#### Work to be completed
Take the line that contains "Target: white antenna panel" as the first line and the last line of the material below as the final one; reproduce exactly the lines between, inclusive.

#### Given data
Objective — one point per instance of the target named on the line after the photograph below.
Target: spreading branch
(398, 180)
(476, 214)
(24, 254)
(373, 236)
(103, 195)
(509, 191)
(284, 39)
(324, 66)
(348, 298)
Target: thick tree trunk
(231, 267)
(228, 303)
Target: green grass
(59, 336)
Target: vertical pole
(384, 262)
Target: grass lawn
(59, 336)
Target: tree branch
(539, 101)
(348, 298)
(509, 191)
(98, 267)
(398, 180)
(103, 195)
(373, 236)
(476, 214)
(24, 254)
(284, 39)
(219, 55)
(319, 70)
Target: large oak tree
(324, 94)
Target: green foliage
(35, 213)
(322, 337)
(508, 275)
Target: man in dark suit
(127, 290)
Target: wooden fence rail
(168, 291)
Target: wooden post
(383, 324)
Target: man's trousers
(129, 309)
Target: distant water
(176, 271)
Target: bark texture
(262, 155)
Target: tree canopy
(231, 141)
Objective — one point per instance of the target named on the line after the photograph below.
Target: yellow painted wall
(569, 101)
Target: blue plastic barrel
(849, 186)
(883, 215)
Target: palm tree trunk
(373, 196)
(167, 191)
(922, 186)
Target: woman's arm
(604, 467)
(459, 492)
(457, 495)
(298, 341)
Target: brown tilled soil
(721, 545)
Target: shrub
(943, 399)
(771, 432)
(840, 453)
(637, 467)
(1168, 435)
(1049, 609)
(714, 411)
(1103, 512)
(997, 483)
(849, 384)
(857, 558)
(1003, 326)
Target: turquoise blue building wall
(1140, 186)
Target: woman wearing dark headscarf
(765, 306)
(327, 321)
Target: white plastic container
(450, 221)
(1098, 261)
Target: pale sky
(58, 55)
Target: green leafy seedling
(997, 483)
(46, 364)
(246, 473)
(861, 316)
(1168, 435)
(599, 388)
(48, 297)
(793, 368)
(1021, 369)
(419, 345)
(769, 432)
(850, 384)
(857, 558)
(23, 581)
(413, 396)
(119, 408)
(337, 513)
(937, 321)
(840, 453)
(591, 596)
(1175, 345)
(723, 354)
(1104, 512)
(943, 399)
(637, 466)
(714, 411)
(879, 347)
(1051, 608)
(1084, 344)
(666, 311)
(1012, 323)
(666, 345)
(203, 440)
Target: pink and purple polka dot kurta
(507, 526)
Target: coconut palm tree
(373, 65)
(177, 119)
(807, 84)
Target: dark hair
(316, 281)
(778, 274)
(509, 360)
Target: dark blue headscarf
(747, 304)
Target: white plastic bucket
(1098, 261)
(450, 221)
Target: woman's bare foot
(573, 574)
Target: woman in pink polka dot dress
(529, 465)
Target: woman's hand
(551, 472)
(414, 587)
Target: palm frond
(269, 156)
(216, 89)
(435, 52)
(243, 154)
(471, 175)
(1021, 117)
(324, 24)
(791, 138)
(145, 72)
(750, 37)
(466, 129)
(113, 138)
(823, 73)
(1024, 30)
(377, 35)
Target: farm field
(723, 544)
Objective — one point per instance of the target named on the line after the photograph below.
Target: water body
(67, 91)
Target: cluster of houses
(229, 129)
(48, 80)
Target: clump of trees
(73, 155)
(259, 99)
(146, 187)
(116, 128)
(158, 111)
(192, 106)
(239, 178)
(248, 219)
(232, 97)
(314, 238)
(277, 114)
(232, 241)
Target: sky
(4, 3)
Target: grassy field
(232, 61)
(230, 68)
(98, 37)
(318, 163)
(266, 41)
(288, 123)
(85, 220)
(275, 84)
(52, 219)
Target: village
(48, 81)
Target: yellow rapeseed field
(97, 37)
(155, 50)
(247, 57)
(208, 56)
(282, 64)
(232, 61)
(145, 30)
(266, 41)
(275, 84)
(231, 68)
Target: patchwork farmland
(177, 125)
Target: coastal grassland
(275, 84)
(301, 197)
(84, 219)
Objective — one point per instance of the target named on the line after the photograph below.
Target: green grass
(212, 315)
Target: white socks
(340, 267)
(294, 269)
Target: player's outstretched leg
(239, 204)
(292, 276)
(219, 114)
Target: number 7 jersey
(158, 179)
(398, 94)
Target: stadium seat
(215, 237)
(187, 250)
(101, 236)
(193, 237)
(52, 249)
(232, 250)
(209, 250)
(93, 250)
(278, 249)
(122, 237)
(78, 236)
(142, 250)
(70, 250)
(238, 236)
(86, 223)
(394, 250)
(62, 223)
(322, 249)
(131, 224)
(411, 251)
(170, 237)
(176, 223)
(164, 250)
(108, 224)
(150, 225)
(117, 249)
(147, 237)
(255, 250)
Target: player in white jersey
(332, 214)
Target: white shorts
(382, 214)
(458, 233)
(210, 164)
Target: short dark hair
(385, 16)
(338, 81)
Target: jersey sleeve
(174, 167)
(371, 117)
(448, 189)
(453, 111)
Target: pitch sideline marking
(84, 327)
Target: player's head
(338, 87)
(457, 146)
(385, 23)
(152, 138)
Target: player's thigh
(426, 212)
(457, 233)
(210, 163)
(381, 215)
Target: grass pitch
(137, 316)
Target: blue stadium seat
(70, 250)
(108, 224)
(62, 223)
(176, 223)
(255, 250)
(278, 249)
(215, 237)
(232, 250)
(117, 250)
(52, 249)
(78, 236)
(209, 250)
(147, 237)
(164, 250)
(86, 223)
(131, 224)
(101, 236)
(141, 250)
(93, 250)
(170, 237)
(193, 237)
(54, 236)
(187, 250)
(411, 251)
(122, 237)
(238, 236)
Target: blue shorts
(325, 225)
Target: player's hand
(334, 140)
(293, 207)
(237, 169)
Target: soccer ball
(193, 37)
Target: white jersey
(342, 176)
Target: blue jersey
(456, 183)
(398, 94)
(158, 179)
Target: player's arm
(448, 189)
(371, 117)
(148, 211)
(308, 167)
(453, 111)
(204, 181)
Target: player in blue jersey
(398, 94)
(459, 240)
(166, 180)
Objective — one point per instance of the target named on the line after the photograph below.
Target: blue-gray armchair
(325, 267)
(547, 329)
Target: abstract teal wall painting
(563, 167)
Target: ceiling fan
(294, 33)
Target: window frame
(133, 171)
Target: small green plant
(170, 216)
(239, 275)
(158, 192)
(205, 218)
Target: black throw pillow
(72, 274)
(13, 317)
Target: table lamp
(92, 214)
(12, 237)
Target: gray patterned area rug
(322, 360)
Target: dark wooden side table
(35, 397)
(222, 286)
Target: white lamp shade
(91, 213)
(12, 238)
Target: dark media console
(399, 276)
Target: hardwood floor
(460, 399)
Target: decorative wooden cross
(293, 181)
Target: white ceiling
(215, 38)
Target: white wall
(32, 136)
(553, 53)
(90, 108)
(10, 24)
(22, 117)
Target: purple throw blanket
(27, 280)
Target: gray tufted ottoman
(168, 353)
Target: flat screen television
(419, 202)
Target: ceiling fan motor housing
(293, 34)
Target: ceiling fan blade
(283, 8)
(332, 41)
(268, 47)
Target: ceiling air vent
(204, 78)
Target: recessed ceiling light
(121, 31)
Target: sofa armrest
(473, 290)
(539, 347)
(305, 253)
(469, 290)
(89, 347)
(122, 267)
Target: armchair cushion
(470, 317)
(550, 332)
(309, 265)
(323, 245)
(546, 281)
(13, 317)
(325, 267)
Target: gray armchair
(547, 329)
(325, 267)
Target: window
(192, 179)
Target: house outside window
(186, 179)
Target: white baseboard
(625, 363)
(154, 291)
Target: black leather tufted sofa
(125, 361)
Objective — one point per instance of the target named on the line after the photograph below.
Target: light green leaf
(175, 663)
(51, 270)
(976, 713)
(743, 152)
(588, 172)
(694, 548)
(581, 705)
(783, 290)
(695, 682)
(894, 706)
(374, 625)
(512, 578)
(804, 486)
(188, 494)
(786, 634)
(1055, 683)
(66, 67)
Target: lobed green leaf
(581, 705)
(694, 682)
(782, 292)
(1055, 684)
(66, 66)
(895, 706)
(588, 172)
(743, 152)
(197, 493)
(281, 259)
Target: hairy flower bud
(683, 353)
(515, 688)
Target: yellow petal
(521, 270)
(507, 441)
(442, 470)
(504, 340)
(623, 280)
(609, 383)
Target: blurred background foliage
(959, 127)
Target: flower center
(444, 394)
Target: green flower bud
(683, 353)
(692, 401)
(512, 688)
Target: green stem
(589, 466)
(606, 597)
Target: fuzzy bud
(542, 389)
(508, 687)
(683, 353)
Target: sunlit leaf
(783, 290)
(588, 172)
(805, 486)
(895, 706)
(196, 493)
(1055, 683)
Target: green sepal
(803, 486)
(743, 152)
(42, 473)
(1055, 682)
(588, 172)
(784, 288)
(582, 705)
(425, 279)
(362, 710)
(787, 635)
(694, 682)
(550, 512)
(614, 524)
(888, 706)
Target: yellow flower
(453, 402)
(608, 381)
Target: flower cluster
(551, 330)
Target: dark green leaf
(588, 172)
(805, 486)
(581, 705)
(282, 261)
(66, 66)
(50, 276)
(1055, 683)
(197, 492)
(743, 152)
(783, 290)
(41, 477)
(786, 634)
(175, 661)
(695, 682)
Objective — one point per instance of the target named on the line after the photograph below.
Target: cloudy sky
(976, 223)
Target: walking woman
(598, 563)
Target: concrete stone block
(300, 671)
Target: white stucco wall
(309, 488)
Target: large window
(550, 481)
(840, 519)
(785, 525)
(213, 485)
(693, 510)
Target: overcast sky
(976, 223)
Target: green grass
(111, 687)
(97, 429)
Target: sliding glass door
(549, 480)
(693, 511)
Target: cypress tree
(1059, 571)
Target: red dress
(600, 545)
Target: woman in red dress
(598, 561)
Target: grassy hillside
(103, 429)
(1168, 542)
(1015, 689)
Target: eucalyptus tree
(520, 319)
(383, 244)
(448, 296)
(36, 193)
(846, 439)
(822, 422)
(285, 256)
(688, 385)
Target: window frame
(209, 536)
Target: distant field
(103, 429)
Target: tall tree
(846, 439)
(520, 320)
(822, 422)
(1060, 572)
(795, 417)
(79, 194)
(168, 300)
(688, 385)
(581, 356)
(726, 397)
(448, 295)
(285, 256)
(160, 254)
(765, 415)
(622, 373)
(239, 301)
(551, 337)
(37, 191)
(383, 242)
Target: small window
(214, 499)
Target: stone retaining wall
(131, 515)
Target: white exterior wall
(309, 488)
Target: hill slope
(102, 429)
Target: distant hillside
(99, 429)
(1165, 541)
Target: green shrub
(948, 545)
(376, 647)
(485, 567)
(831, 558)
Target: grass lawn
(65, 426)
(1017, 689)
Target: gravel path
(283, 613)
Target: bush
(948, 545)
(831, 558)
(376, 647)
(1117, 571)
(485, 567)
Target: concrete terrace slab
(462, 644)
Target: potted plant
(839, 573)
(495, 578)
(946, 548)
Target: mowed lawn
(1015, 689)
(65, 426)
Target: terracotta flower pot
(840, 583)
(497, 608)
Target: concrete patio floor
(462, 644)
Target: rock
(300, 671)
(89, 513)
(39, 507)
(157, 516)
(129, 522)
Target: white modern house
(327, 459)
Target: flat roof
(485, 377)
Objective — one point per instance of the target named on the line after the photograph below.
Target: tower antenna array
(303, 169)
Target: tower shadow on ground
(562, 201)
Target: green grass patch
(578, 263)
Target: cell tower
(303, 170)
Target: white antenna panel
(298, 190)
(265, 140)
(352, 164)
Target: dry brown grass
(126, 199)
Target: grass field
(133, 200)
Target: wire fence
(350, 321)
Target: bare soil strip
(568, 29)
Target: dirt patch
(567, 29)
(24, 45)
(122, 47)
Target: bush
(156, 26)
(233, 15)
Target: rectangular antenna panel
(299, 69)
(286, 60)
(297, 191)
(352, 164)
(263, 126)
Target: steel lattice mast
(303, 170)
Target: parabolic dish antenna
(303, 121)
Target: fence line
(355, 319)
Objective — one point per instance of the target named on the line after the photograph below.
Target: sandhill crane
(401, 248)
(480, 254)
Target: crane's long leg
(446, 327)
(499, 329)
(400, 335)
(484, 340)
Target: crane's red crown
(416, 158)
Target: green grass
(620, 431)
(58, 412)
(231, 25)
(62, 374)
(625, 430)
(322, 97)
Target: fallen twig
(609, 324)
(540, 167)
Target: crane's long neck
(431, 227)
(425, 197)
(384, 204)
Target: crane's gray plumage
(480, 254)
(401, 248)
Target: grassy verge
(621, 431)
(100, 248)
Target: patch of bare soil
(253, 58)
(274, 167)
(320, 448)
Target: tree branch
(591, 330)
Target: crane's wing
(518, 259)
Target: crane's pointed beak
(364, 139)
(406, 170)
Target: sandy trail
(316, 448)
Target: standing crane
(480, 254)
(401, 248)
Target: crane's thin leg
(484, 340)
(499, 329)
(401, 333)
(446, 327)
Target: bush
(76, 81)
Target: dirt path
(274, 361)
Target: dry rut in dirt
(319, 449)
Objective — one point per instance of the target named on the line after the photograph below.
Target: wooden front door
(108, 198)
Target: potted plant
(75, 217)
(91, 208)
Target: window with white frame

#### Right answer
Target: white antenna panel
(298, 190)
(265, 140)
(352, 164)
Target: dry brown grass
(126, 199)
Target: grass field
(133, 200)
Target: wire fence
(350, 321)
Target: bare soil strip
(568, 29)
Target: dirt patch
(567, 29)
(24, 45)
(122, 47)
Target: bush
(156, 26)
(233, 15)
Target: rectangular antenna panel
(299, 69)
(286, 60)
(297, 191)
(352, 164)
(263, 126)
Target: steel lattice mast
(303, 170)
Target: parabolic dish antenna
(303, 121)
Target: fence line
(355, 319)
Objective — one point per instance of the target named on the line after the photograph below.
Target: sandhill crane
(401, 248)
(480, 254)
Target: crane's long leg
(446, 327)
(499, 329)
(400, 335)
(484, 340)
Target: crane's red crown
(416, 158)
Target: green grass
(620, 431)
(58, 412)
(231, 25)
(62, 374)
(625, 430)
(322, 97)
Target: fallen twig
(609, 324)
(540, 167)
Target: crane's long neck
(431, 227)
(425, 197)
(384, 204)
Target: crane's gray plumage
(480, 254)
(401, 248)
Target: grassy verge
(621, 431)
(100, 248)
Target: patch of bare soil
(253, 58)
(274, 167)
(320, 448)
Target: tree branch
(591, 330)
Target: crane's wing
(518, 259)
Target: crane's pointed beak
(364, 139)
(406, 170)
Target: sandy trail
(316, 448)
Target: standing crane
(480, 254)
(401, 248)
Target: crane's thin leg
(484, 340)
(499, 329)
(401, 333)
(446, 327)
Target: bush
(76, 81)
Target: dirt path
(274, 361)
Target: dry rut in dirt
(319, 449)
Objective — one point per instance of the target named on the line after the photograph below.
Target: wooden front door
(108, 198)
Target: potted plant
(75, 217)
(91, 208)
Target: window with white frame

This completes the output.